▸ **Exercise goal**: Can you arrange every line of the material below as a Markdown table with two columns, Row and Line text, numbering each line and skipping blank ones? Leave the pictures out.

━━━━━ Extracted data ━━━━━

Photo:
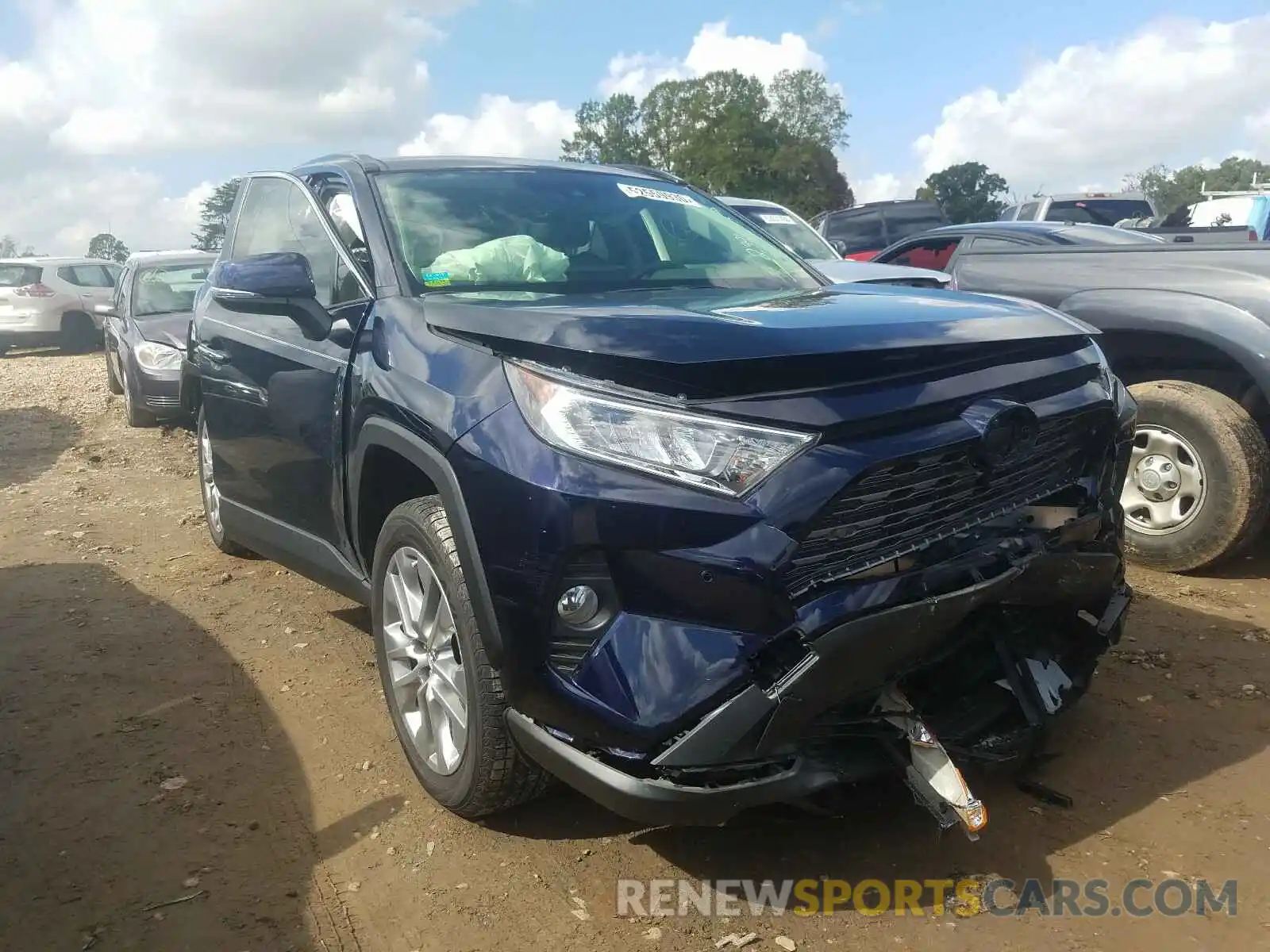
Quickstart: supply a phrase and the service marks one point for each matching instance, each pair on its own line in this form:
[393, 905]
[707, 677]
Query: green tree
[215, 216]
[810, 108]
[1174, 190]
[12, 248]
[607, 132]
[806, 177]
[727, 133]
[967, 192]
[107, 247]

━━━━━

▸ **Exercise answer**:
| Row | Line text |
|---|---|
| 1 | Photo: |
| 2 | Quickstart: supply a phrase and the service marks one point for each matching instance, each pair on its own line in this form: |
| 3 | [393, 905] |
| 4 | [707, 677] |
| 5 | Query: green tree |
| 6 | [215, 216] |
| 7 | [810, 108] |
| 8 | [1174, 190] |
| 9 | [12, 248] |
| 10 | [607, 132] |
| 11 | [806, 177] |
| 12 | [727, 133] |
| 13 | [967, 192] |
| 14 | [107, 247] |